▶ **Source**
We all know what sexual infidelity is. But what is financial infidelity in a marriage?
When one spouse spends money, incurs debt, or makes decisions that negatively impact the financial security of the other spouse or their children without informing the other spouse, I consider that to be financial infidelity.
You and your spouse may not always agree on how to spend money and that’s normal. But if you do not acknowledge and discuss your differing opinions — even if an argument may result — that’s a recipe for trouble.
Absolutely. Financial infidelity can be grounds for divorce, although small acts such as lying about the price of an item, hiding something they’ve purchased, or hiding a purchase price might not qualify unless they’re happening all the time. If credit card bills are far larger than you’ve been led to believe they are, if unpaid bills are being trashed or stashed away, or if they’re hiding a secret account from you, it’s possible that the behavior could be grounds for divorce.
If your spouse is spending money extravagantly without your knowledge, hiding large amounts of money from you, or harming your credit rating by allowing bills to go unpaid – particularly while leading you to believe that payments are being made, you’re a victim of financial infidelity that could be a ground for divorce.
Because financial infidelity often goes on for years before the truth is revealed, it can lead to serious complications in divorce court. Often, both parties are in deep financial distress and if fraud was part of the picture, then one or both might find themselves in legal hot water as well. The more tangled the web, the more complicated the case.
If you are a victim of financial infidelity, it’s very important to seek assistance from a lawyer who can help unravel the knots, present your case to the judge, and minimize the damage to your finances going forward. It’s vital that the court understands exactly what took place so that your soon-to-be ex can be held responsible, and so that just and equitable division of marital property – and marital debt – can occur.
I was meeting with a couple as they prepared their financial disclosures, which is one of the first steps in divorce mediation. The couple had been separated for over four years and had been married for 30. The husband was already living with another woman and, unfortunately, the wife was still 100% financially dependent on him because health problems impaired her ability to work. To save money she had been living with a friend free of charge as they did not own a home.
Everything was polite and civil as we discussed the retirement accounts and how they might be divided. Then we started looking at each credit card. After the wife gave me the account numbers and balances for all four credit cards she used, the husband gave me a list of 13 credit cards. When I added up the balances on all the cards, the total came to $113,000. And that was in addition to the nearly $200,000 they owed on loans which paid for their two daughters’ college tuition.
The wife became very angry. She had no idea the husband had racked up all this debt. She complained to me that he had ruined her credit score and demanded that he pay her back for any credit card charges that had been used to benefit his girlfriend.
I was thinking to myself that whatever he spent on the girlfriend was nothing in comparison to what he had paid in interest and late fees every month on all those credit cards. The balances would have grown every month even if he hadn’t put new charges on the cards.
Although I didn’t raise this issue, there was no doubt in my mind that he had incurred most of this debt well before he and his wife separated. How is it possible that she wasn’t aware of this? Was financial infidelity at play? Did the husband keep this information from her? Or had she never considered that maybe they were living above their means?
It’s a “thing” these days. I see husbands losing their jobs and instead of finding a new one turning to day or swing trading to replace the income. The trading could be of stocks, options, futures or leveraged ETFs.

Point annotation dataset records
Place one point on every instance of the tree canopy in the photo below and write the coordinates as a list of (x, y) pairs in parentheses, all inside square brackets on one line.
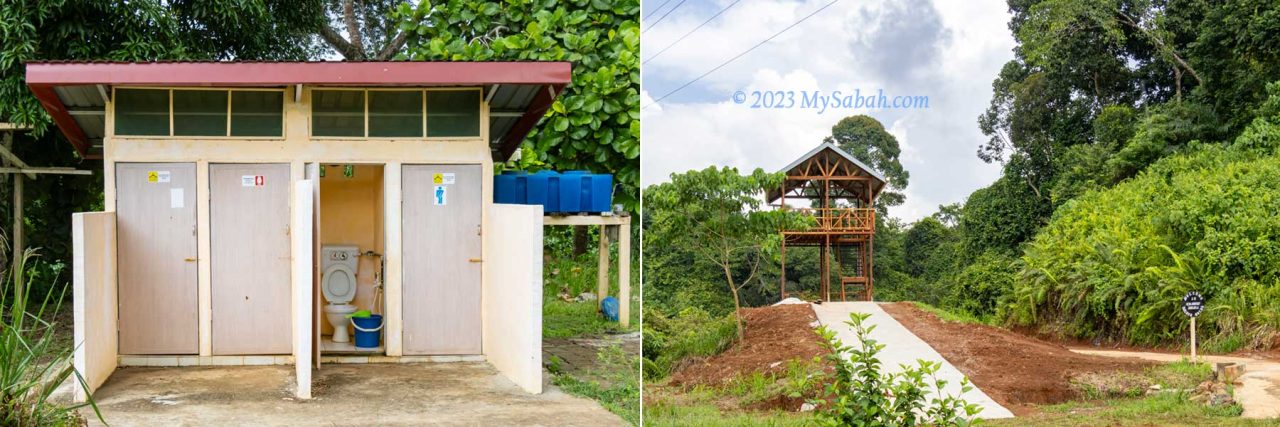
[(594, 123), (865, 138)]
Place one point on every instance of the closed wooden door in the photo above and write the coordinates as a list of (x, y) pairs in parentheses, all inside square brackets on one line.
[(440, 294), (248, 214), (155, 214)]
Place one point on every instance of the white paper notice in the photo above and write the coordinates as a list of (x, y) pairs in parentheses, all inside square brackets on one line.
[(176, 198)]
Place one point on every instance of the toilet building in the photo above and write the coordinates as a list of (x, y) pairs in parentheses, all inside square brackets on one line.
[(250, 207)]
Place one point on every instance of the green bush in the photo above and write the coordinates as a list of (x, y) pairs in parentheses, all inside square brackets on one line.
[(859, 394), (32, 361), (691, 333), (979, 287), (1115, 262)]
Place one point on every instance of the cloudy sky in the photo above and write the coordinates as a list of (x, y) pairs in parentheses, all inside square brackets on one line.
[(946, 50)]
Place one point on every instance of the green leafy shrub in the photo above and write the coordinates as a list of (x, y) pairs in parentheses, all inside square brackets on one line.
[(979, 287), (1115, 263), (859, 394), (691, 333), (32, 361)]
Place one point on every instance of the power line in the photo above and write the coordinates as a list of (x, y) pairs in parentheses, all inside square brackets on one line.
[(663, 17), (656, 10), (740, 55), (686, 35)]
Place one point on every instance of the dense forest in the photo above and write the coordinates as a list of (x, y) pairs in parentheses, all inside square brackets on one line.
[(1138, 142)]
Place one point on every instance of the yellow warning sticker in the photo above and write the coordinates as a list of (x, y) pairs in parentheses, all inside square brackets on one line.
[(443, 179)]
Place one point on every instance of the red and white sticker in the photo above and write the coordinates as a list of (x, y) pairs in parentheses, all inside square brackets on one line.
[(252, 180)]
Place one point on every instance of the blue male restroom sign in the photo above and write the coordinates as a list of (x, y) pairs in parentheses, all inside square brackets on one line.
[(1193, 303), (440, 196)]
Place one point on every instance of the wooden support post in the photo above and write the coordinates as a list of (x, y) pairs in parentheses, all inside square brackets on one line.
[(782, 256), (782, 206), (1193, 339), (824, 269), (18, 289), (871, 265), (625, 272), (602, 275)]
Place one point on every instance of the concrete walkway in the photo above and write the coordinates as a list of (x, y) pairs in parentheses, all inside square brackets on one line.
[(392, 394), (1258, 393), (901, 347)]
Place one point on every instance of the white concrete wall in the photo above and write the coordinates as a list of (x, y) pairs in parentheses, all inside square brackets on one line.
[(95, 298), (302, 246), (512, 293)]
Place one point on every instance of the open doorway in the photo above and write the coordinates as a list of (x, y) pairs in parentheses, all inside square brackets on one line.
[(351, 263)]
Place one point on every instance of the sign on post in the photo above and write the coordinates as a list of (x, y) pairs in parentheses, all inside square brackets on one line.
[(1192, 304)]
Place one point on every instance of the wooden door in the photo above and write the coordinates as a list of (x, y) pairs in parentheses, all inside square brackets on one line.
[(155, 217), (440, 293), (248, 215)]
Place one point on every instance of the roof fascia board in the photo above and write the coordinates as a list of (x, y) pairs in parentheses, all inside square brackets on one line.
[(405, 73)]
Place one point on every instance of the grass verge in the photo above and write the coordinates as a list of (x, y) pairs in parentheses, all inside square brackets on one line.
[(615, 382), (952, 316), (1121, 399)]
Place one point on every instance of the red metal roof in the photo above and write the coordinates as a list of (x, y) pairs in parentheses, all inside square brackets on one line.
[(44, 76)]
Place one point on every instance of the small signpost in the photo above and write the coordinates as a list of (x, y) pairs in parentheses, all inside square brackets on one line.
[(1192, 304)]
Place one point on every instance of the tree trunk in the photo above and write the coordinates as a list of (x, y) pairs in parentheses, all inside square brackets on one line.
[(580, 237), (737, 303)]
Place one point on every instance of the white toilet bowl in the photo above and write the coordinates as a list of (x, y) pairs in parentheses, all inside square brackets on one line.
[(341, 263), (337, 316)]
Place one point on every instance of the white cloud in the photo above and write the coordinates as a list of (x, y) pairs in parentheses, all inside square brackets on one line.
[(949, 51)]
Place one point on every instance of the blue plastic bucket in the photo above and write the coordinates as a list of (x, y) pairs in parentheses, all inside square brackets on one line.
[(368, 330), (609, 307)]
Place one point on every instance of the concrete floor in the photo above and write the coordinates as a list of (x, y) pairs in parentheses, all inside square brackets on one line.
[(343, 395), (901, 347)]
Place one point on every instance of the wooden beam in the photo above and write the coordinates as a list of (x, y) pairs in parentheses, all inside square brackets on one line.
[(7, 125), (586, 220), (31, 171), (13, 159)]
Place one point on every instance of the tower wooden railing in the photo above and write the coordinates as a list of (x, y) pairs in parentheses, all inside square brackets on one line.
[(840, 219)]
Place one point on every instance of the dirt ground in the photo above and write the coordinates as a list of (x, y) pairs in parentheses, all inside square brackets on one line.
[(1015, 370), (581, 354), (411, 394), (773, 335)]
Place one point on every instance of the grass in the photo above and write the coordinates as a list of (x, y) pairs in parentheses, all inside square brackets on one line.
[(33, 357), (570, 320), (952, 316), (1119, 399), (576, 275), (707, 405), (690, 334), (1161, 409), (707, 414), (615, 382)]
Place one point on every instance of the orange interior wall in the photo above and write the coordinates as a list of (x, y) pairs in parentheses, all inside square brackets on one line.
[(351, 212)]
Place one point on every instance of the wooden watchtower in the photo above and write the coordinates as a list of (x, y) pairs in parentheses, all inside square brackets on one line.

▶ **Required work**
A. Copy the financial infidelity article starting at "I was thinking" and ending at "or leveraged ETFs.", and swap "girlfriend" for "new partner".
B. Answer these questions from the financial infidelity article:
(i) How many years had the couple been married?
(ii) How many credit cards were on the husband's list?
(iii) What did the balances on all the cards add up to?
C. Write what comes next in the financial infidelity article, picking up after its final sentence.
The items have no connection to the financial infidelity article.

▶ **Responses for each task**
A.
I was thinking to myself that whatever he spent on the new partner was nothing in comparison to what he had paid in interest and late fees every month on all those credit cards. The balances would have grown every month even if he hadn’t put new charges on the cards.
Although I didn’t raise this issue, there was no doubt in my mind that he had incurred most of this debt well before he and his wife separated. How is it possible that she wasn’t aware of this? Was financial infidelity at play? Did the husband keep this information from her? Or had she never considered that maybe they were living above their means?
It’s a “thing” these days. I see husbands losing their jobs and instead of finding a new one turning to day or swing trading to replace the income. The trading could be of stocks, options, futures or leveraged ETFs.

B.
(i) 30 years
(ii) 13
(iii) $113,000

C.
Don’t get me wrong. I love investing and I don’t understand why more women don’t do it. In my Amazon best-selling book, Every Woman Should Know Her Options: Invest Your Way to Financial Empowerment, I share my story of how I started investing in the stock market at age 24 with a $1,600 inheritance and built a million dollar stock and stock-fund portfolio by the time I turned 40.
When used conservatively, options are a great way to generate income in a portfolio (which I teach in my book). But when used speculatively – in the hopes of making significant gains in a short amount of time – they can be a recipe for disaster. Leveraged ETFs can be just as dangerous.
After her divorce was final, a woman came to me with help making a decision. She and her ex-husband had sold their house. Based on her income (she had just received a raise from $15 to $18 per hour), there was little chance she would qualify for a mortgage.
With her share of the marital home proceeds, she could pay cash and buy a small condo in a not-so-desirable community to live (snugly) with her and her children, or she could continue to rent. If she bought, she would wipe out her savings and would not be able to supplement her modest income. If she were to rent, she would have cash to invest which could generate monthly income for her. But based on the little she knew about her ex-husband’s trading, she was terrified to invest even one penny.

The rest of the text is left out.